Русская литература XIX века

Кондратий Федорович Рылеев
1795-1826

Думы.

В апреле 1821 года Рылеев по предложению А. А. Дельвига был принят в члены-сотрудники «Вольного общества любителей российской словесности». Выполняя задачи общества, уделявшего огромное внимание разработке отечественной истории, прославлению ее «великих мужей», поэт замысливает серию дум, написанных в духе гражданско-героического романтизма. На протяжении 1821-1823 годов большинство их опубликовано в периодической прессе, а в конце 1825 года издано в специальном сборнике.

В первой редакции предисловия к думам, от которого Рылееву пришлось отказаться по цензурным условиям, отмечалась их направленность против невежества — главной причины «всех неистовств и злодеяний», желание «пролить в народ наш хоть каплю света». В печатном предисловии поэт разъяснял их цель словами прогрессивного польского писателя и политического деятеля Ю. У. Немцевича (1757-1841), автора «Исторических Песен» (1816): «напоминать юношеству о подвигах предков, знакомить его со светлейшими эпохами народной истории, сдружить любовь к отечеству с первыми впечатлениями памяти».

Поэт славит мужественность, проявленную в борьбе за национальную самостоятельность и независимость родины, за освобождение народа от иноземного владычества. И в его думах воссоздаются образы Вадима ( «Вадим»), Ольги ( «Ольга при могиле Игоря»), Рогнеды ( «Рогнеда»), Димитрия Донского ( «Димитрий Донской»), Ермака ( «Смерть Ермака»), Сусанина ( «Иван Сусанин»), Богдана Хмельницкого ( «Богдан Хмельницкий»), Якова Долгорукого ( «Яков Долгорукий»), борцов против внутренних тиранов, попирающих права и свободу личности: образы А. Курбского ( «Курбский»), Артемона Матвеева ( «Артемов Матвеев»), А. Волынского ( «Волынский»), патриотов, ознаменовавших себя военными подвигами ради величия своего отечества: образы Святослава ( «Святослав», 1822) и Олега ( «Олег Вещий»), В думе «Марфа Посадница» воплощена тема вольного Новгорода с его звоном «вечевых колоколов». Не забыты поэтом и знаменитые деятели на поприще государственного устройства ( «Борис Годунов», «Петр Великий в Острогожске», 1823), религиозно-культурного развития ( «Владимир Святый») и просвещения народа ( «Державин»). Высоко чтя роль женщины во всех сферах жизни, Рылеев нарисовал ее самоотверженный облик в думах: «Ольга при могиле Игоря», «Рогнеда», «Наталия Долгорукова» и «Марфа Посадница».

**РАЗДЕЛ ДАННЫХ**
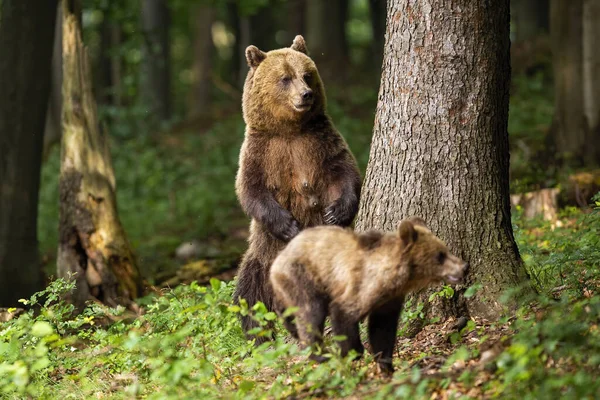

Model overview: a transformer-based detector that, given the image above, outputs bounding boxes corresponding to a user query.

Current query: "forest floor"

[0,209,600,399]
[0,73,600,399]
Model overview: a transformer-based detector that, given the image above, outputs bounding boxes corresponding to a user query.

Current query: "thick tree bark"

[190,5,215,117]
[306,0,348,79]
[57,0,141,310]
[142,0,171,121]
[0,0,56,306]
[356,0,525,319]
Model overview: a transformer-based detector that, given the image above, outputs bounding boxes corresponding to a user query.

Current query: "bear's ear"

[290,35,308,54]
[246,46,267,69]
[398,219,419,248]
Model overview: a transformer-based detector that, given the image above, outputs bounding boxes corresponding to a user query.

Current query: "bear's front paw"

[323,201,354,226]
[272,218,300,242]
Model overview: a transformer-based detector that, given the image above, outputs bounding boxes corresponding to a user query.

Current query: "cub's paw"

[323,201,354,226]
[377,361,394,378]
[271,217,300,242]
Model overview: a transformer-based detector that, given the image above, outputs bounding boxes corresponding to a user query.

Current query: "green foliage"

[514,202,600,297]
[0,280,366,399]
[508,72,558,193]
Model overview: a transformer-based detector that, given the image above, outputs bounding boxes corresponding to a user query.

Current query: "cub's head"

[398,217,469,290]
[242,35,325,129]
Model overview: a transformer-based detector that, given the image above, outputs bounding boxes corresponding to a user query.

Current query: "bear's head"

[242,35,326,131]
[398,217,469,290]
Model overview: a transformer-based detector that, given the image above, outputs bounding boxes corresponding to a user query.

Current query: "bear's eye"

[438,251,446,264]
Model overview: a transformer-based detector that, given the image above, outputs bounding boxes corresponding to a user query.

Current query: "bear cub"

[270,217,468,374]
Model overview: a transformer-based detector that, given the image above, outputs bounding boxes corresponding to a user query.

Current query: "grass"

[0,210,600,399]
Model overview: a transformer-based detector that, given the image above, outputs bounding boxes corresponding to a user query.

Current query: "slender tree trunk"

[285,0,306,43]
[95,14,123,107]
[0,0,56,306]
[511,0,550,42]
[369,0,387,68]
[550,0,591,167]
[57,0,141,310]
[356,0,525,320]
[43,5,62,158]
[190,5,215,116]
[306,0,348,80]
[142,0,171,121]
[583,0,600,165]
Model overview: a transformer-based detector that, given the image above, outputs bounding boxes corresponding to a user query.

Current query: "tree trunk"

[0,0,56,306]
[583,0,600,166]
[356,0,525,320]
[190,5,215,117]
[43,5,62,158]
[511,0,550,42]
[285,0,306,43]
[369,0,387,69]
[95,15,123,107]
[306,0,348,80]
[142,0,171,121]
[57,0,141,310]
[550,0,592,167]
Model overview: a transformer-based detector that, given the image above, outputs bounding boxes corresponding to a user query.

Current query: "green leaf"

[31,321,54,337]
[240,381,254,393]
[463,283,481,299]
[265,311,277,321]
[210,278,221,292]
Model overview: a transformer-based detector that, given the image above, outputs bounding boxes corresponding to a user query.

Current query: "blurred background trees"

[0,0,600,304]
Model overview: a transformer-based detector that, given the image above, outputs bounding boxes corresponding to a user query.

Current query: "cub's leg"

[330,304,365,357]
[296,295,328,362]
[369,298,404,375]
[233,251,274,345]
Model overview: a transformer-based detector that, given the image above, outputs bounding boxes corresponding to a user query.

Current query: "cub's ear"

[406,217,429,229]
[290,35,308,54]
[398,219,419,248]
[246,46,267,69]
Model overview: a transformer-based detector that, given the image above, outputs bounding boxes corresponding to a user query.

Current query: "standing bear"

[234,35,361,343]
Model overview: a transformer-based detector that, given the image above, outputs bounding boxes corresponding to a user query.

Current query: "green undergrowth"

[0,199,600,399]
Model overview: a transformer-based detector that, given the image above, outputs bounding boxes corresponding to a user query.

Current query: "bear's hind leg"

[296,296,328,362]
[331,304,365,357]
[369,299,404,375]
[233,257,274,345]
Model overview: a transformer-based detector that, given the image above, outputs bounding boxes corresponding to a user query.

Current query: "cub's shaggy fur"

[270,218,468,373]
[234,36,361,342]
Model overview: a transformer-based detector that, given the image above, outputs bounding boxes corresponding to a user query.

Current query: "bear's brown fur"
--
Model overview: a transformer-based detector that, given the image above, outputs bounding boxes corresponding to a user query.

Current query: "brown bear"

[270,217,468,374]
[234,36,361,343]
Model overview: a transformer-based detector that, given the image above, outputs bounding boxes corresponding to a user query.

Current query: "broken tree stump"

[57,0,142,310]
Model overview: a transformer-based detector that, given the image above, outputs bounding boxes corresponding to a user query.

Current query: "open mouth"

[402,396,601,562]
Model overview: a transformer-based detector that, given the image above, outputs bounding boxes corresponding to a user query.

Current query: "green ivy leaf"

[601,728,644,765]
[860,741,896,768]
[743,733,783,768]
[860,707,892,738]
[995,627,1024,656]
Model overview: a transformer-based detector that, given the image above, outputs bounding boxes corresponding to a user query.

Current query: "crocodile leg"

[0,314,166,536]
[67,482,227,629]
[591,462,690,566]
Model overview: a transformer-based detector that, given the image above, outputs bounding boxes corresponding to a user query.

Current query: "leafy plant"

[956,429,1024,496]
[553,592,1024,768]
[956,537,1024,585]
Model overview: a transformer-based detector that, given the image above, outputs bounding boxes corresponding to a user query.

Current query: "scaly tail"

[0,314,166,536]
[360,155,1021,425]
--
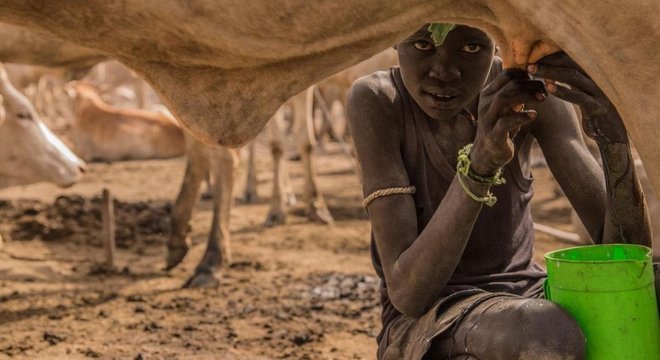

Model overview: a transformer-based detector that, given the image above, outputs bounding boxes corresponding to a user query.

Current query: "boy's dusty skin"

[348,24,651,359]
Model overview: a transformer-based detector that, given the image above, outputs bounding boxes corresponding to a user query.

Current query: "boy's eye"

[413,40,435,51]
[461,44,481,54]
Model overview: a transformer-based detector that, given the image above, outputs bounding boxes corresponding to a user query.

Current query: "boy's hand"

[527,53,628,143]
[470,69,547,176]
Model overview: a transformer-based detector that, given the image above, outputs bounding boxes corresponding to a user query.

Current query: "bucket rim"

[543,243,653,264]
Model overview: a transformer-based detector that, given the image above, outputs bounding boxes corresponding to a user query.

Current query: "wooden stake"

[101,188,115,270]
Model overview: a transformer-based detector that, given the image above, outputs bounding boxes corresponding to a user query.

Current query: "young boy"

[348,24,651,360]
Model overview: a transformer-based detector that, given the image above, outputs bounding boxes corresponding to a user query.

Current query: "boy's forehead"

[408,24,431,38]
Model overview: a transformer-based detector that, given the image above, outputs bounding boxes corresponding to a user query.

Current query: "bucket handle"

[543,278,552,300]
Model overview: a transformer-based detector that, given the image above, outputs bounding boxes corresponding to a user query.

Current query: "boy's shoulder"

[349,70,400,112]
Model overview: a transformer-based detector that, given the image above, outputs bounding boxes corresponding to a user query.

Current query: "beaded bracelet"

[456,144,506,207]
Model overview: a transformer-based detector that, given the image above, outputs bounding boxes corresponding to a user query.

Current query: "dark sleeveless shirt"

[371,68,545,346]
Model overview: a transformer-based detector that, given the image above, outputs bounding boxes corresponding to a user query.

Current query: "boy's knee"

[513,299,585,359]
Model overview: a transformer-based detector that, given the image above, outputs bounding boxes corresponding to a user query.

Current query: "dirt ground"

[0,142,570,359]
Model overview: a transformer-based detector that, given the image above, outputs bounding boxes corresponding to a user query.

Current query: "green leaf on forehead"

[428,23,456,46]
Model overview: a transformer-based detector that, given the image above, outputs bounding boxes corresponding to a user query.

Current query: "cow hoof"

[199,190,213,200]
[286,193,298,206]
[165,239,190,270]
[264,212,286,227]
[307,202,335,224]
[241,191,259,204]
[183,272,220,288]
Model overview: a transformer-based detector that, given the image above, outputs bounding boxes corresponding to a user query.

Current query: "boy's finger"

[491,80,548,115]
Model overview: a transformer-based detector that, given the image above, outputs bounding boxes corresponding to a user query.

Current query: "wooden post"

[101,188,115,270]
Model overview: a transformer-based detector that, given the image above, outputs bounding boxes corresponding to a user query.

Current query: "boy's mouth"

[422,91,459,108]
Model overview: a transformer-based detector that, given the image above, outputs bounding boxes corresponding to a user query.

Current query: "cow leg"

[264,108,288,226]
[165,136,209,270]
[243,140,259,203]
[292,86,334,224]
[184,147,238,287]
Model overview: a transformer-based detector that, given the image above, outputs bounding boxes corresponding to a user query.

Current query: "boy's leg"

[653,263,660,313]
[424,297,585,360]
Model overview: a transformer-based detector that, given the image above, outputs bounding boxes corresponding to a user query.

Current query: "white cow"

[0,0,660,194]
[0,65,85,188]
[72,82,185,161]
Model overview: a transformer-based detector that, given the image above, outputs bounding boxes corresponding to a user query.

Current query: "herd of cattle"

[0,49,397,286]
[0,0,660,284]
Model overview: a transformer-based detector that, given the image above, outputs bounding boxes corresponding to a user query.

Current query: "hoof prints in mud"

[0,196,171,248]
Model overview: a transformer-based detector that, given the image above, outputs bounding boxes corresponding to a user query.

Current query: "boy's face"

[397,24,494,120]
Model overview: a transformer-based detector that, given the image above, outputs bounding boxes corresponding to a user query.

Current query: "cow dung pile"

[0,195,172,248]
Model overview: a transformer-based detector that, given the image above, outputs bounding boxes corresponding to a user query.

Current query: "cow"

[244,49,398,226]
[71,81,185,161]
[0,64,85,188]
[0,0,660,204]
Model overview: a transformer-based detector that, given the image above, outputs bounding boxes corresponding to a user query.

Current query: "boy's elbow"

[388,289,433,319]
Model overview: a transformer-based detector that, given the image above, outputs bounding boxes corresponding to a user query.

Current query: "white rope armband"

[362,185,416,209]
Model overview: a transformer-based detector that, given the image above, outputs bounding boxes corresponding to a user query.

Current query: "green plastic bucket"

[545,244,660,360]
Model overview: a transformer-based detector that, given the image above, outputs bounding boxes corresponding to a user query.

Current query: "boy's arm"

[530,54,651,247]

**СПИСОК ЗАДАНИЙ**
(a) По чьему предложению Рылеев был принят в члены-сотрудники «Вольного общества любителей российской словесности», согласно тексту о думах Рылеева?
(b) Перепишите без изменений отрывок текста о думах Рылеева от слов «Русская литература XIX» до слов «издано в специальном сборнике.».
(c) Продолжите текст о думах Рылеева, начиная с места, на котором он обрывается.

**ОТВЕТЫ ПО ПОРЯДКУ**
(a) По предложению А. А. Дельвига.

(b)
Русская литература XIX века

Кондратий Федорович Рылеев
1795-1826

Думы.

В апреле 1821 года Рылеев по предложению А. А. Дельвига был принят в члены-сотрудники «Вольного общества любителей российской словесности». Выполняя задачи общества, уделявшего огромное внимание разработке отечественной истории, прославлению ее «великих мужей», поэт замысливает серию дум, написанных в духе гражданско-героического романтизма. На протяжении 1821-1823 годов большинство их опубликовано в периодической прессе, а в конце 1825 года издано в специальном сборнике.

(c)
Обращаясь к прошлому, поэт хотел показать, что идеалы наиболее прогрессивных людей его времени опираются на лучшие традиции народа в его битвах за национальную независимость и свободу. Ради этой цели он пренебрегал исторической достоверностью и сознательно преображал своих героев, наделяя их чертами своего времени. Воскресить историю, для того чтобы возбудить доблесть современников славными делами предков, — таково основное намерение Рылеева. Димитрий Донской, князь XIV века, «гремит» здесь своим воинам явно в духе декабристского тираноборчества: «Доколь нам, други, пред тираном Склонять покорную главу». Артемий Волынский, вельможа и министр первой половины XVIII века, выступает в одноименной думе не поборником самодержавия, каким он был, а противником деспотизма и вольнолюбием. Его устами говорит сам Рылеев, утверждающий, что царю полезный гражданин «тот, кто с сильными в борьбе За край родной иль за свободу, Забывши вовсе о себе, Готов всем жертвовать народу».

Пушкин, прочтя в 1822 году думу «Олег Вещий» (1822), указал на неточность: во времена Олега у России еще не было герба, а Олег прибивает свой щит с этим гербом к царьградским воротам. Но Рылеев не исправил неточность при переиздании думы. Ему дорога была не историческая верность, а патриотическая идея, которая могла проводиться и через вымышленную деталь. Опираясь в думах на факты, приведенные Карамзиным в «Истории государства Российского», поэт давал им собственное толкование. В критической литературе уже указывалось, что он оттеняет заботы царя Бориса о «благоденствии» народа ( «Борис Годунов», 1823) и подчеркивает злодейство Димитрия Самозванца ( «Димитрий Самозванец», 1822).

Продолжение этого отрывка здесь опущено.